[Items from a data source]

— START —

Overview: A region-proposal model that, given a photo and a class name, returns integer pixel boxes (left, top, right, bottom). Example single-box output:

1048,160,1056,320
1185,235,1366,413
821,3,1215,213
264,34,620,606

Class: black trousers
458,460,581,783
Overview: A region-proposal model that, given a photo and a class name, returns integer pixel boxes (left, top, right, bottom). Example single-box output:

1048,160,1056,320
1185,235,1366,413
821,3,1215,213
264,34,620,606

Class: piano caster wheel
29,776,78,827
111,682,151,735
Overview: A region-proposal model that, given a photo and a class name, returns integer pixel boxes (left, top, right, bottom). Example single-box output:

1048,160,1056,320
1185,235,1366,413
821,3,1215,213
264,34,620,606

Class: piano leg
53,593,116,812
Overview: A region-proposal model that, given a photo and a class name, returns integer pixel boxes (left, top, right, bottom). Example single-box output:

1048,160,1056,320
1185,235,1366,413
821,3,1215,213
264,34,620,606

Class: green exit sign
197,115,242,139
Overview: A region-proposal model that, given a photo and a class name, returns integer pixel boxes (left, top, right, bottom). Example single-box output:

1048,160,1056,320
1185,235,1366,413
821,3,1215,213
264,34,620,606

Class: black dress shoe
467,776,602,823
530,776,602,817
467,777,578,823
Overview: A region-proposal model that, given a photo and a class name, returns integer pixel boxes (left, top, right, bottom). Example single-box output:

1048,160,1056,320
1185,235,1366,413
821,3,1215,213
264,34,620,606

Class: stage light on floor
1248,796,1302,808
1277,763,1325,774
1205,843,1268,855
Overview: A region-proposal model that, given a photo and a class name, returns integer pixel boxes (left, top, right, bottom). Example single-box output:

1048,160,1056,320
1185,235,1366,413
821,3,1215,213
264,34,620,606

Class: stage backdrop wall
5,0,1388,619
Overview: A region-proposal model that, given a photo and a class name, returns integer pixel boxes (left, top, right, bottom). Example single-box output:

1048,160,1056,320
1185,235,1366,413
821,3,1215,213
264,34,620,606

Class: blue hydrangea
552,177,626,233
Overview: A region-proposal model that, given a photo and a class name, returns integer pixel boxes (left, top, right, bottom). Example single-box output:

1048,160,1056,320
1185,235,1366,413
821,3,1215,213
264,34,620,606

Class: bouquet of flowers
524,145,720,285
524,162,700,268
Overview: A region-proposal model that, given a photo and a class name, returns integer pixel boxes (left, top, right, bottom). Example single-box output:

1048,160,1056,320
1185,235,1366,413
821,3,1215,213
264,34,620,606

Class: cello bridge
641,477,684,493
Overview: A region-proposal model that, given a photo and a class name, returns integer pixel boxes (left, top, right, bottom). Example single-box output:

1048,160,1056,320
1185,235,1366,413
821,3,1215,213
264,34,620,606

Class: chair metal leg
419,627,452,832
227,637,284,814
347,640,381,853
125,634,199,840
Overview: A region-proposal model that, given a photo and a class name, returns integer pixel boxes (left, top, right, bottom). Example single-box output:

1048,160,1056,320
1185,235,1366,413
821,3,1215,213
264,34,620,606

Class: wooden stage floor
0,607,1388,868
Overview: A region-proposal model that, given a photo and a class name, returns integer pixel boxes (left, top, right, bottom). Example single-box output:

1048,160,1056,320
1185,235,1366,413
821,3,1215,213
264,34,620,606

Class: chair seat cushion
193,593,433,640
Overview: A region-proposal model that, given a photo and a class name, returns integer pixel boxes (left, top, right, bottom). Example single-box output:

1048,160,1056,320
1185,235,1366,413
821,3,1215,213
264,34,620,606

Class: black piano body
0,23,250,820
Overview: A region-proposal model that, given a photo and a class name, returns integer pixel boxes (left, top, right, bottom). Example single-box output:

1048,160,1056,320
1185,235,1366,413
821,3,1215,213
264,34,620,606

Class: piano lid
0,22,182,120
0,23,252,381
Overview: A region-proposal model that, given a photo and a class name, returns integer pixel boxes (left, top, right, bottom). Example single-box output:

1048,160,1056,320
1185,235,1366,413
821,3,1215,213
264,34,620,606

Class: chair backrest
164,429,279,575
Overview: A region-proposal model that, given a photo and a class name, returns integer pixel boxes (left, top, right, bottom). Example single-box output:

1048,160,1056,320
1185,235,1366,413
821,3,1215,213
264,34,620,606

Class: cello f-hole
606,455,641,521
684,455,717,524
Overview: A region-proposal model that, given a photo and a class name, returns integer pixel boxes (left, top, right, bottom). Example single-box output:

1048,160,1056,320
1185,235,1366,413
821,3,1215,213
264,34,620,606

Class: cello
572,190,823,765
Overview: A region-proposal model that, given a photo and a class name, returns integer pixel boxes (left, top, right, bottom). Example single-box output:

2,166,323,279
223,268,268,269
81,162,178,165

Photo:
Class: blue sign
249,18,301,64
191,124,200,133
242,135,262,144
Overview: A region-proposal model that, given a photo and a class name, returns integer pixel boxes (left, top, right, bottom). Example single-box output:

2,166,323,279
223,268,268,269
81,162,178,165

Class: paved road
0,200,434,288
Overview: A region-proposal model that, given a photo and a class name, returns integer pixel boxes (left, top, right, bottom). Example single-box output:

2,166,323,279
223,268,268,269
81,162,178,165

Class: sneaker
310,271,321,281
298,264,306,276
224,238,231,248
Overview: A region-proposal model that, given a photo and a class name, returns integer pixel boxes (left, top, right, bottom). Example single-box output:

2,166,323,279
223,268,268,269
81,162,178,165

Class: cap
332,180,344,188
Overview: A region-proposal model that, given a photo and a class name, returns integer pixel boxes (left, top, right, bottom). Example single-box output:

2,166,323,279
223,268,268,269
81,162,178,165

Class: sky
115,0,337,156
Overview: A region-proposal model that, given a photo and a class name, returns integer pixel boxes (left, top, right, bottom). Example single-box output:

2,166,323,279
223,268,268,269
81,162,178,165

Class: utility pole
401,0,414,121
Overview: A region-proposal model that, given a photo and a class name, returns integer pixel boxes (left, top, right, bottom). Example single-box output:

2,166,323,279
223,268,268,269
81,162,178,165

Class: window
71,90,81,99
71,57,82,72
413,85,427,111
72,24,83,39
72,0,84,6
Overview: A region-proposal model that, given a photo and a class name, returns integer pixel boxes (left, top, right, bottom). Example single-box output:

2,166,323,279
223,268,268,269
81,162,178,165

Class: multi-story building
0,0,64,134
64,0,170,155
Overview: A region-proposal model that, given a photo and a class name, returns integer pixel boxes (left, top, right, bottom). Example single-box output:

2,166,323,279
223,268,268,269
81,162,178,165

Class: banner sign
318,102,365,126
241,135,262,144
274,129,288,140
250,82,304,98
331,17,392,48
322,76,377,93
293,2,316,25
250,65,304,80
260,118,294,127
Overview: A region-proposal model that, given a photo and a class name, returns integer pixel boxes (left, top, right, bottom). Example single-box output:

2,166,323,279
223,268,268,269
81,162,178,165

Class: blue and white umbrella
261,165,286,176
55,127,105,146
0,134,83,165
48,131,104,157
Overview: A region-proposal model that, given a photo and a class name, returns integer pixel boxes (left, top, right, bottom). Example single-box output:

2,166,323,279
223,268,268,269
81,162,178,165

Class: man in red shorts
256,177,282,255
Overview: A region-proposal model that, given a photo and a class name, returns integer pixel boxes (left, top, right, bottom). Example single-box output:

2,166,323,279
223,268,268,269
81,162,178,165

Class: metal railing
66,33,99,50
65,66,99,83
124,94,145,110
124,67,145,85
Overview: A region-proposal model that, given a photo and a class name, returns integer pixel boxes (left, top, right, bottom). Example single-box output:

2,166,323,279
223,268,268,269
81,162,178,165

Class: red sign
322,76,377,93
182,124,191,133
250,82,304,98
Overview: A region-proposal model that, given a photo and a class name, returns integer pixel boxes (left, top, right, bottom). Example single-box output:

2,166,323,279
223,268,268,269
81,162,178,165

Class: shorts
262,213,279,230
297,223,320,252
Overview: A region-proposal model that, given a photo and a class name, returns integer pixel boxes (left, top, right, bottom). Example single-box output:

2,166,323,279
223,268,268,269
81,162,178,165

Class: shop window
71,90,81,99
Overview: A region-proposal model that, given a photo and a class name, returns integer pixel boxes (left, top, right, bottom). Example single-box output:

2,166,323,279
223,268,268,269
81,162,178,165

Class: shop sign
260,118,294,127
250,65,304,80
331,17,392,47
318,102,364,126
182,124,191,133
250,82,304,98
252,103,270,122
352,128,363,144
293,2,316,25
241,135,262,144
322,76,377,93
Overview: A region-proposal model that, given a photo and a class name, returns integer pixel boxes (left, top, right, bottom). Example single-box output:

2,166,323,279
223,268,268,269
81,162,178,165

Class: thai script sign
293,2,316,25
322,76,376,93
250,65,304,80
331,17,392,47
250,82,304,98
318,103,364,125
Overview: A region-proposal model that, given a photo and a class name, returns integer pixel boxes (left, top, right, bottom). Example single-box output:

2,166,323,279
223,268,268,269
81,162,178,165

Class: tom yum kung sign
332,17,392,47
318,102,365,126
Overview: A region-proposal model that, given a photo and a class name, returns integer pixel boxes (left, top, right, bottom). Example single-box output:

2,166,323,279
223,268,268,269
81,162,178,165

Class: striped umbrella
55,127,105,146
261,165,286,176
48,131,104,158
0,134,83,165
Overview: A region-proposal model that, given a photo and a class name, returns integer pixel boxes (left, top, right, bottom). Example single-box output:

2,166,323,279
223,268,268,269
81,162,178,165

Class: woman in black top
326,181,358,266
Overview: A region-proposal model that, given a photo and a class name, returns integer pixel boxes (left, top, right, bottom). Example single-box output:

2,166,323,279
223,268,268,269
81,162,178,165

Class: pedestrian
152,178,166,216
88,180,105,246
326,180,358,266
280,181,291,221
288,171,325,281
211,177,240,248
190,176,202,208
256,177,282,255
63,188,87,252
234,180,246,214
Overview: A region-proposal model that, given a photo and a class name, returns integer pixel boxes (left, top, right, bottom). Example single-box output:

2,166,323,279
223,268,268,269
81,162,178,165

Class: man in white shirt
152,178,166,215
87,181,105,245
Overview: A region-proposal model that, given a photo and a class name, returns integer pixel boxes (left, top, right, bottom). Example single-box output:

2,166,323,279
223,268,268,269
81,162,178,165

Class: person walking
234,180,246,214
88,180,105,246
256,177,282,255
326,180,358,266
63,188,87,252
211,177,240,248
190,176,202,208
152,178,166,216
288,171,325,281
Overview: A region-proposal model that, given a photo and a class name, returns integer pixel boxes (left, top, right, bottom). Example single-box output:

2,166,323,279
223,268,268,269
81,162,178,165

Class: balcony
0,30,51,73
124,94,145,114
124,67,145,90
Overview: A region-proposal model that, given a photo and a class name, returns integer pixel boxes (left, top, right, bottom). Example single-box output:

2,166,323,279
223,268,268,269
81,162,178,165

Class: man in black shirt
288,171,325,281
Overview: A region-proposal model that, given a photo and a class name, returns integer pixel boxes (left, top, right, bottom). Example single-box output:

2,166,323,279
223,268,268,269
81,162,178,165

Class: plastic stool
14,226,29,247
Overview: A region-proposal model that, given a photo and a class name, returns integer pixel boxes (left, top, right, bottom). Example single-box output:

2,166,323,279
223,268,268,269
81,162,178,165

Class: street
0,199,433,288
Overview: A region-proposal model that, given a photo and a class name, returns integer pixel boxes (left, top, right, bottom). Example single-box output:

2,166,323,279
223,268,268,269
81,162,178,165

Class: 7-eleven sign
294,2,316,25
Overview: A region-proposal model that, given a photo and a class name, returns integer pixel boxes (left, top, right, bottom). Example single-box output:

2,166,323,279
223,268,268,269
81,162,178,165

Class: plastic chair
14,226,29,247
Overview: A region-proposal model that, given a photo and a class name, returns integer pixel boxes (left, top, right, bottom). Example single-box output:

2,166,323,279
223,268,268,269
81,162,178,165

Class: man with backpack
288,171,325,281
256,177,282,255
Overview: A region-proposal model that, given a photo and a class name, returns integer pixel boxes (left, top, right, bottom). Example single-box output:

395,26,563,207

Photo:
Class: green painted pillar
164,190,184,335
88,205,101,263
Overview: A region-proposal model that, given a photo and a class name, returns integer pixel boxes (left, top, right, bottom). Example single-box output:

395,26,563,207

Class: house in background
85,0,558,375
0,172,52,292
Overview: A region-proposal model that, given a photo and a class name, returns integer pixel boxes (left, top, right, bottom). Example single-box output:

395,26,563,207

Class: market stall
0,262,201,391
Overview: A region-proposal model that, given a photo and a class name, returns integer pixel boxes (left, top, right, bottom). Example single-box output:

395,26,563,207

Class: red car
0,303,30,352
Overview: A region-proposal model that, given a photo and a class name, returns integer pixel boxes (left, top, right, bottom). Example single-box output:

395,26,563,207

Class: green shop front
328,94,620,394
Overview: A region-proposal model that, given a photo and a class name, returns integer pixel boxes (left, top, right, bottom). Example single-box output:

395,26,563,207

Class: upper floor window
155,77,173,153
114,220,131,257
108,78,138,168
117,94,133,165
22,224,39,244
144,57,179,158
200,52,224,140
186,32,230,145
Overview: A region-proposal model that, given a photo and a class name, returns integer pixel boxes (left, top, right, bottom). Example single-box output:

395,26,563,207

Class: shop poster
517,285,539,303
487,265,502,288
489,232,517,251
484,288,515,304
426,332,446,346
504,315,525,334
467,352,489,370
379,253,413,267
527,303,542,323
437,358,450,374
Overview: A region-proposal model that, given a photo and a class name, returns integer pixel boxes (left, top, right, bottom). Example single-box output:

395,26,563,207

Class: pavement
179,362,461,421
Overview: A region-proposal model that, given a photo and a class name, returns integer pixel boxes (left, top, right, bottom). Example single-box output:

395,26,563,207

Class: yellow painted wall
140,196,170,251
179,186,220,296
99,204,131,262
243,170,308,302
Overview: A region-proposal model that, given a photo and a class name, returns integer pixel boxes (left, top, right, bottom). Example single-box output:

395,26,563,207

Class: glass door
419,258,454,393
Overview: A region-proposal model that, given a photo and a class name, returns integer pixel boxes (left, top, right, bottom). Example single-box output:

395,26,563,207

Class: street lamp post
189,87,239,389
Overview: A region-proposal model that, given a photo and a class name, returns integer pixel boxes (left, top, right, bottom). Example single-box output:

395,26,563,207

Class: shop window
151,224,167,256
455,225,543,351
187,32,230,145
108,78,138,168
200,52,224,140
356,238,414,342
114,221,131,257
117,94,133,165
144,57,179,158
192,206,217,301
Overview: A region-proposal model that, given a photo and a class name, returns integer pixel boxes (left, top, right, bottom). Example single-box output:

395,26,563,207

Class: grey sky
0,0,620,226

— END —

● **REQUIRED TASK**: Reproduce the records word for word, starting at their first line and stopping after the line that contains "53,593,116,812", including that line.

● **SOLUTION BELOW**:
Overview: A region-proposal model that, given a photo and a class name, returns integer pixel boxes (left, top, right, bottom). Example single-box output:

1048,160,1056,320
1185,235,1366,413
821,3,1215,213
264,34,620,606

Class: black trousers
458,460,581,783
Overview: A region-proposal model that, given a photo and a class name, returns integer pixel boxes (left, top, right, bottom). Example single-box output:

1048,160,1056,320
1185,235,1366,413
821,3,1215,213
264,34,620,606

Class: piano caster wheel
29,776,78,827
111,682,151,735
Overview: A region-proposal model that, given a photo and a class name, returns integer pixel boxes (left, top, right, bottom). Example single-box output:

1048,160,1056,320
1185,235,1366,413
821,3,1215,213
264,34,620,606

Class: piano leg
53,593,116,812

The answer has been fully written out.